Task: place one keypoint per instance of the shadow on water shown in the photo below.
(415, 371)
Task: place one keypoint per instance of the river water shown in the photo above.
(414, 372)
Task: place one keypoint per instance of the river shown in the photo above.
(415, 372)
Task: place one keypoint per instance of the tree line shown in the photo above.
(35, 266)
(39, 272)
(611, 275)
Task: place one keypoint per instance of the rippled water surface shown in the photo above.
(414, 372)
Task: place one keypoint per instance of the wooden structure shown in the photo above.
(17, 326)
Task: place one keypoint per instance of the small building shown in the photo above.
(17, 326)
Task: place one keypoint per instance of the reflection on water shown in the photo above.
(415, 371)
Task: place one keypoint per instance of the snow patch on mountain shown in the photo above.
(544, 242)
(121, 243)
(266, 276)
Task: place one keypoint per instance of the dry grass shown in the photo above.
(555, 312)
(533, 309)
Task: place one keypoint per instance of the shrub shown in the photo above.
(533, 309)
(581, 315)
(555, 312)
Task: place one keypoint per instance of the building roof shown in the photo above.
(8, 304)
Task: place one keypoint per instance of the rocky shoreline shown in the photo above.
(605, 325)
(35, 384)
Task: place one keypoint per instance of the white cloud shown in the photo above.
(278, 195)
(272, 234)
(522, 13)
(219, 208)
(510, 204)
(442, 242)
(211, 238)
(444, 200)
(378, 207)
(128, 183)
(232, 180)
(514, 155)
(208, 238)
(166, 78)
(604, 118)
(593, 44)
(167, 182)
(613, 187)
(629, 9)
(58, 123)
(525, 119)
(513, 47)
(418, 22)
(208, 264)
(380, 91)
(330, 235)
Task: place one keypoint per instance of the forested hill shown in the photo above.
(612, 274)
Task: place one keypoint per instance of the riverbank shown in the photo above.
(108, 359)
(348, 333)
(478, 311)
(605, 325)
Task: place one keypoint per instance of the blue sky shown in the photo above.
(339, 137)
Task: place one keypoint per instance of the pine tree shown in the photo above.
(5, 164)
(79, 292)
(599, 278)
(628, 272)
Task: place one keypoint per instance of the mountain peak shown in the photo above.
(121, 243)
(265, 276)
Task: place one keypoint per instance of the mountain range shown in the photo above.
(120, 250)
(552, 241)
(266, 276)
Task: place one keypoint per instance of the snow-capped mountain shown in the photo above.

■ ■ ■ ■

### TASK STATEMENT
Lines from the one containing "Task: place one keypoint per instance of the mountain range" through the end of the data above must be written out exactly, and no other lines are needed.

### RESULT FOR THIS EXERCISE
Task: place one keypoint per instance of the mountain range shown in the photo above.
(120, 250)
(552, 241)
(266, 276)
Task: place one keypoint per instance of the snow-capped mountain shown in the photo above.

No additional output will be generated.